_The task_: Search the material for the word "flower" and copy every line in which it occurs.

═══

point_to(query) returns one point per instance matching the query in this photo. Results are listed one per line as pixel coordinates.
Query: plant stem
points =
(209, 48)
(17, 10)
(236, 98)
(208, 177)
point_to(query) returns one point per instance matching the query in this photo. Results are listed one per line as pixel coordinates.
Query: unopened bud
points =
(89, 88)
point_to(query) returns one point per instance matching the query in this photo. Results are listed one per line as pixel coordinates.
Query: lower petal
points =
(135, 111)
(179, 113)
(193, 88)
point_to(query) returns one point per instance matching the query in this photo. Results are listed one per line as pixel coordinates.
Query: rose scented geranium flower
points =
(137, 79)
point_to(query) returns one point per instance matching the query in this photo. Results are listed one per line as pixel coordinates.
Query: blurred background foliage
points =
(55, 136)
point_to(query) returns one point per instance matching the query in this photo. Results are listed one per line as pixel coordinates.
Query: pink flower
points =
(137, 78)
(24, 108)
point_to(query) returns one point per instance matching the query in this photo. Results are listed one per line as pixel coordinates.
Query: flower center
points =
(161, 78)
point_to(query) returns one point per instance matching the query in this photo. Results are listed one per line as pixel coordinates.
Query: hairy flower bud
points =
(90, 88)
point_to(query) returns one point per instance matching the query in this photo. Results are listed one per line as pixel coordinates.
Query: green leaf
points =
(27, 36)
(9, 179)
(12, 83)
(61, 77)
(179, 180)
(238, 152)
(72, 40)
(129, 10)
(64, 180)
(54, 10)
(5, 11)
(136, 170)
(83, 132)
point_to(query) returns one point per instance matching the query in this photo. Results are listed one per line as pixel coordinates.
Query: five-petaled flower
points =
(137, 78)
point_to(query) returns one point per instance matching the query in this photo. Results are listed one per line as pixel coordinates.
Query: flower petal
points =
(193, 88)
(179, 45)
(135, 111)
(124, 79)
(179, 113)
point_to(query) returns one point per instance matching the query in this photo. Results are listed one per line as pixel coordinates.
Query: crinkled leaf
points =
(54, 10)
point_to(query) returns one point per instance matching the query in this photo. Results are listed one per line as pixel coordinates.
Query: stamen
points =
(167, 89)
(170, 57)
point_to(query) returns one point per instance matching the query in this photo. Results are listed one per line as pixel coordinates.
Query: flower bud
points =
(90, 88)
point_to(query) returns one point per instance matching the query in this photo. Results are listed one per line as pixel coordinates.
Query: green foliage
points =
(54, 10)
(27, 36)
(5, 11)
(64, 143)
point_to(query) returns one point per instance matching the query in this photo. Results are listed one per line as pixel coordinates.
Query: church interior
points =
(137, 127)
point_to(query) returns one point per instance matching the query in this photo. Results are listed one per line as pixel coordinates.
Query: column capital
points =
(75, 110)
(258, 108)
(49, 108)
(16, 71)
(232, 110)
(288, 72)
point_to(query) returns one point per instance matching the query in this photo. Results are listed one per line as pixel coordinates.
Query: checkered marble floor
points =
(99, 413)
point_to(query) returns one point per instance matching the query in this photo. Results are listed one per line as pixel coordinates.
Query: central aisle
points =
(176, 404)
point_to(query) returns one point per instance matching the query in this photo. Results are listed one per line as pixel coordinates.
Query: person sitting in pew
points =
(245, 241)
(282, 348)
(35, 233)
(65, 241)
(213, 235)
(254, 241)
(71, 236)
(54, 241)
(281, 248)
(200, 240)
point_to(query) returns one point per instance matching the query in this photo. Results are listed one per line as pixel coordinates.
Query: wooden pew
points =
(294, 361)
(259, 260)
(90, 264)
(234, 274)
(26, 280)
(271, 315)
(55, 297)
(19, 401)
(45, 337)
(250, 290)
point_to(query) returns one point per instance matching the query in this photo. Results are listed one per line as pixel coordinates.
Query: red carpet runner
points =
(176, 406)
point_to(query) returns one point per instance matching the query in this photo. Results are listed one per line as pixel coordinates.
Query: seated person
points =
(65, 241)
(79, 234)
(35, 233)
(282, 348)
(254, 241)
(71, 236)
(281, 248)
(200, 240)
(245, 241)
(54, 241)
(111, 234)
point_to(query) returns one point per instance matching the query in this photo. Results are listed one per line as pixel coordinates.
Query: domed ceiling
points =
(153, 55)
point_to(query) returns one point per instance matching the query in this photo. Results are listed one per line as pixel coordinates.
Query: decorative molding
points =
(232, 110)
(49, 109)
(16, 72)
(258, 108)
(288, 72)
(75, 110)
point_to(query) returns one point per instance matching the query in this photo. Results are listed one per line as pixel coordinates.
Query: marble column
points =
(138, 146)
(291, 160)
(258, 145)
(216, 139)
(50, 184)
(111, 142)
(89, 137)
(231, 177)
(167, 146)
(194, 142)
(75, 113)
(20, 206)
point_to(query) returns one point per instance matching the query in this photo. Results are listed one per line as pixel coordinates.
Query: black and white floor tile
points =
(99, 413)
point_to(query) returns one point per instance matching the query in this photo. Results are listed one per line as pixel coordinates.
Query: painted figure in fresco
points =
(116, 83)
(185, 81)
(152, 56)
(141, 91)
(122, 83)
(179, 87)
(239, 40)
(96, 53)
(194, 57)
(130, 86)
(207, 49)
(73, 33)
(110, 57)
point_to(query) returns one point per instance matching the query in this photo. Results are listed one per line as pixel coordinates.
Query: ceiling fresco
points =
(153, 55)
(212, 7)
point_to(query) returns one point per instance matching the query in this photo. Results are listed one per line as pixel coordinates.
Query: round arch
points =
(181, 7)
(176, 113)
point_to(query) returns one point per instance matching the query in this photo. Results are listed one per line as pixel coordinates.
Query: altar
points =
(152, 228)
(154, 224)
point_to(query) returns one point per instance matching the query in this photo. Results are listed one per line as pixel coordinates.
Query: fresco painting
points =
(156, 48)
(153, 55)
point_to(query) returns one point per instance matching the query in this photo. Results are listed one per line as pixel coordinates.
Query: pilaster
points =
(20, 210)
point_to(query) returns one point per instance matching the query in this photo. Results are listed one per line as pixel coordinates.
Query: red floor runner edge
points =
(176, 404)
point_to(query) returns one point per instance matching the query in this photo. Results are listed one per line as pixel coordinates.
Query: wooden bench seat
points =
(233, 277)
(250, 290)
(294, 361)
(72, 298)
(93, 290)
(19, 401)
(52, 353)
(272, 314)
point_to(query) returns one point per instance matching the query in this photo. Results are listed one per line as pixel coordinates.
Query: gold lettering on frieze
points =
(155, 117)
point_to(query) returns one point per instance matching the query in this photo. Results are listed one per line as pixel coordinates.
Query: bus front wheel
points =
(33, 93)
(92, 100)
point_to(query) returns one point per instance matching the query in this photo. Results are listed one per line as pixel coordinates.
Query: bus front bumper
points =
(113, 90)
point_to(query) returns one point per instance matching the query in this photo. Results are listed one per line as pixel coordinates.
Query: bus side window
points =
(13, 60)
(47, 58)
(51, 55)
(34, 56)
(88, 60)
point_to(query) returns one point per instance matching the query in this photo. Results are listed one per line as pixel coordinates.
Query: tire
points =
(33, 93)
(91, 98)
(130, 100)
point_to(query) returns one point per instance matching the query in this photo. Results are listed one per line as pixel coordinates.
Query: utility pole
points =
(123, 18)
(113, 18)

═══

_Answer section_:
Query: rose scented geranium flower
Query: pink flower
Query: flower center
Query: hairy flower bud
Query: five-petaled flower
Query: flower petal
Query: flower bud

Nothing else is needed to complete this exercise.